(Records from a data source)
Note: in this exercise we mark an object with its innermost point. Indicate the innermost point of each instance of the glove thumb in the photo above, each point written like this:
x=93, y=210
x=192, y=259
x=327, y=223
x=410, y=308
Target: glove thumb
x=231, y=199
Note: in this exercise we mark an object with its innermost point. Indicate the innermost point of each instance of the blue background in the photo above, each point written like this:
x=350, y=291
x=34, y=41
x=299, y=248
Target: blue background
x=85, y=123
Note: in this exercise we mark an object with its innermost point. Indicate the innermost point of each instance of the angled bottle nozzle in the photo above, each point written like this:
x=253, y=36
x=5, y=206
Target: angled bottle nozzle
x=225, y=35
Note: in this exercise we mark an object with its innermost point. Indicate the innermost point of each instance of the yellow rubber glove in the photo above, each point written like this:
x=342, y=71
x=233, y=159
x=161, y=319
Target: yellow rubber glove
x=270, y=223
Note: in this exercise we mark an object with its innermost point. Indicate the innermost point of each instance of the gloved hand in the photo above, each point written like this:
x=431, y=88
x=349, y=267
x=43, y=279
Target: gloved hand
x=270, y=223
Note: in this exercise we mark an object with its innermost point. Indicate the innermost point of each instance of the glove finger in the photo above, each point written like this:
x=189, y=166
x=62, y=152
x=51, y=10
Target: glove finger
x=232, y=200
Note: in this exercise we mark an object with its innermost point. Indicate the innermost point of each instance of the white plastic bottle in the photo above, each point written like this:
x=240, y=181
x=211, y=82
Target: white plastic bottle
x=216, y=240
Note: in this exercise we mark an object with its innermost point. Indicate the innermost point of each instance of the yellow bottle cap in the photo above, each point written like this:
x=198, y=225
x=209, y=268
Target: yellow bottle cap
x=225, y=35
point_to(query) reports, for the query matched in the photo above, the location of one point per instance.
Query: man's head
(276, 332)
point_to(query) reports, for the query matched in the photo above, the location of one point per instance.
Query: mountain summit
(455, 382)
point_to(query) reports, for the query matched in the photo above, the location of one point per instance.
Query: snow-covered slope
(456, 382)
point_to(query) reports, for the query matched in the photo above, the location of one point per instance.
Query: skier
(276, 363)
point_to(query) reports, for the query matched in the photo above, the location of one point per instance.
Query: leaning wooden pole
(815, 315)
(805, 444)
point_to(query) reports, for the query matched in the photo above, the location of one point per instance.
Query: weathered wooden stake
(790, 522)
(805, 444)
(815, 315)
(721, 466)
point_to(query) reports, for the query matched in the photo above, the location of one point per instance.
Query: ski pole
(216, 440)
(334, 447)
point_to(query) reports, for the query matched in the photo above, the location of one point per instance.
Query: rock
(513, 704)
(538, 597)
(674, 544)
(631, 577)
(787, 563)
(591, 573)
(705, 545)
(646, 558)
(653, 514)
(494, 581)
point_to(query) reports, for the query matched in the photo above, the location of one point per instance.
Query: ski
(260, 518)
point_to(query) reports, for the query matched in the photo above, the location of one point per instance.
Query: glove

_Task instructions_.
Each line in the data is to be written out precisely.

_Answer for this exercise_.
Note: in this exercise we mark an object with its innermost point. Indicate the innermost point of each instance of the glove thumb in the photo above, each point written like this:
x=93, y=210
x=192, y=259
x=327, y=223
x=410, y=308
Target: glove thumb
x=231, y=199
Note: in this exercise we mark an object with its innermost point. Indicate the innermost point of each instance of the blue background in the photo above, each point written like this:
x=350, y=291
x=34, y=41
x=299, y=248
Target: blue background
x=85, y=123
Note: in this exercise we mark an object with its innermost point. Indicate the innermost point of each instance of the angled bottle nozzle in the photo above, each point written like this:
x=253, y=36
x=5, y=206
Target: angled bottle nozzle
x=225, y=35
Note: in this exercise we mark an object with its innermost point. Indicate the innermost point of each instance of the yellow rubber glove in the photo above, each point written like this:
x=342, y=71
x=233, y=159
x=161, y=319
Target: yellow rubber glove
x=270, y=223
Note: in this exercise we mark an object with its innermost point. Indicate the innermost point of each instance of the gloved hand in the photo above, each point written like this:
x=431, y=88
x=349, y=267
x=43, y=279
Target: gloved hand
x=270, y=223
Note: in this exercise we mark an object with its innermost point. Indicate the innermost point of each instance of the glove finger in the photo above, each point written like this:
x=189, y=166
x=62, y=152
x=51, y=10
Target: glove finger
x=232, y=200
Note: in this exercise we mark an object with its innermost point. Indicate the innermost point of each instance of the white plastic bottle in the photo above, each point written like this:
x=240, y=181
x=211, y=82
Target: white plastic bottle
x=216, y=240
Note: in this exercise we mark an object with its innermost point. Indicate the innermost point of each instance of the yellow bottle cap in the photo above, each point written like this:
x=198, y=225
x=209, y=268
Target: yellow bottle cap
x=225, y=35
point_to(query) reports, for the query matched in the photo above, the location of one point per instance.
Query: man's head
(276, 332)
point_to(query) reports, for the query matched in the photo above, the location of one point per instance.
Query: mountain summit
(455, 382)
point_to(query) reports, for the query matched in the photo above, the location of one point per instance.
Query: snow-covered slope
(456, 382)
point_to(query) reports, for the query matched in the photo above, the location of one point per instance.
Query: skier
(276, 363)
point_to(query) reports, for the query matched in the photo above, the location of one point per instance.
Query: leaning wooden pole
(815, 315)
(805, 444)
point_to(query) reports, for the query matched in the photo above, the location of one point per instance.
Query: weathered wooden stake
(790, 522)
(805, 444)
(815, 315)
(721, 466)
point_to(query) reports, for the query matched in the photo above, the location of one point per instance.
Query: ski pole
(216, 440)
(334, 447)
point_to(query) reports, for the query matched in the photo above, the location of one point per instance.
Query: rock
(513, 704)
(538, 597)
(674, 544)
(631, 577)
(787, 563)
(591, 573)
(705, 545)
(646, 558)
(653, 514)
(494, 581)
point_to(query) reports, for the query matched in the photo above, the location of one point per instance.
Query: ski
(260, 518)
point_to(query) reports, for the query matched in the photo above, the location of one point per instance.
Query: glove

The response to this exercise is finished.